Para celebrar o mês da Consciência Negra, o Colégio de Aplicação João XXIII promoveu diversas atividades que valorizam a herança cultural dos povos africanos trazidos para o Brasil.

O evento, intitulado “UBUNTU: Ação e Consciência NEGRA”, teve por objetivo dar continuidade às atividades pedagógicas já realizadas ao longo dos anos pelos/as professores/as e alunos/as do Colégio, além de aprofundar conhecimentos sobre a cultura negra, conforme prevê a implementação da Lei 10.639/03, sobre o tema da História e Cultura Afro-Brasileira e Africana.

O evento foi inicialmente proposto pelos/as professores/as do João XXIII: Frederico Crochet, Mônica Maia de Andrade, Carolina Bezerra, Vanessa Vaz e Jussaramar da Silva. A importância da iniciativa foi destacada e o coletivo de professores/as definiu em reunião de Congregação tornar a atividade como parte do calendário escolar. Nesse sentido, outros/as professores/as somaram-se ao grupo inicial na elaboração de uma programação consistente e toda a comunidade escolar se envolveu o que tornou o evento, já em seu primeiro ano de realização, um sucesso!
##############################
● **TAREFAS A REALIZAR**
- A) Responda, com base no texto extraído:
(i) Qual é o título do evento?
(ii) Que lei é mencionada como base para aprofundar conhecimentos sobre a cultura negra?
(iii) Em que tipo de reunião os professores definiram incluir a atividade no calendário escolar?
- B) Diga se cada afirmação concorda com o texto extraído, citando as palavras que decidem.
(i) O evento foi proposto inicialmente pelos alunos do colégio.
(ii) O evento foi um sucesso já no primeiro ano.
(iii) A Lei 10.639/03 trata da História e Cultura Afro-Brasileira e Africana.
- C) Reproduza fielmente o trecho do texto extraído que começa em "Para celebrar o" e segue até "Afro-Brasileira e Africana.".

● **DADOS FORNECIDOS**
##############################
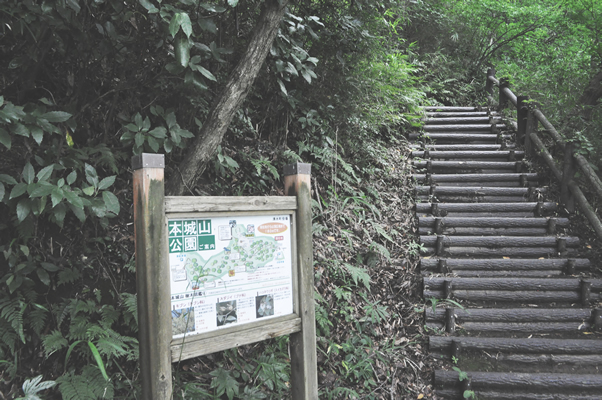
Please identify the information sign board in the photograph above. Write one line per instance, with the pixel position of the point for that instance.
##############################
● **RESPOSTAS**
- A)
(i) “UBUNTU: Ação e Consciência NEGRA”
(ii) A Lei 10.639/03
(iii) Em reunião de Congregação

- B)
(i) Não: "O evento foi inicialmente proposto pelos/as professores/as do João XXIII"
(ii) Sim: "já em seu primeiro ano de realização, um sucesso!"
(iii) Sim: "sobre o tema da História e Cultura Afro-Brasileira e Africana"

- C)
Para celebrar o mês da Consciência Negra, o Colégio de Aplicação João XXIII promoveu diversas atividades que valorizam a herança cultural dos povos africanos trazidos para o Brasil.

O evento, intitulado “UBUNTU: Ação e Consciência NEGRA”, teve por objetivo dar continuidade às atividades pedagógicas já realizadas ao longo dos anos pelos/as professores/as e alunos/as do Colégio, além de aprofundar conhecimentos sobre a cultura negra, conforme prevê a implementação da Lei 10.639/03, sobre o tema da História e Cultura Afro-Brasileira e Africana.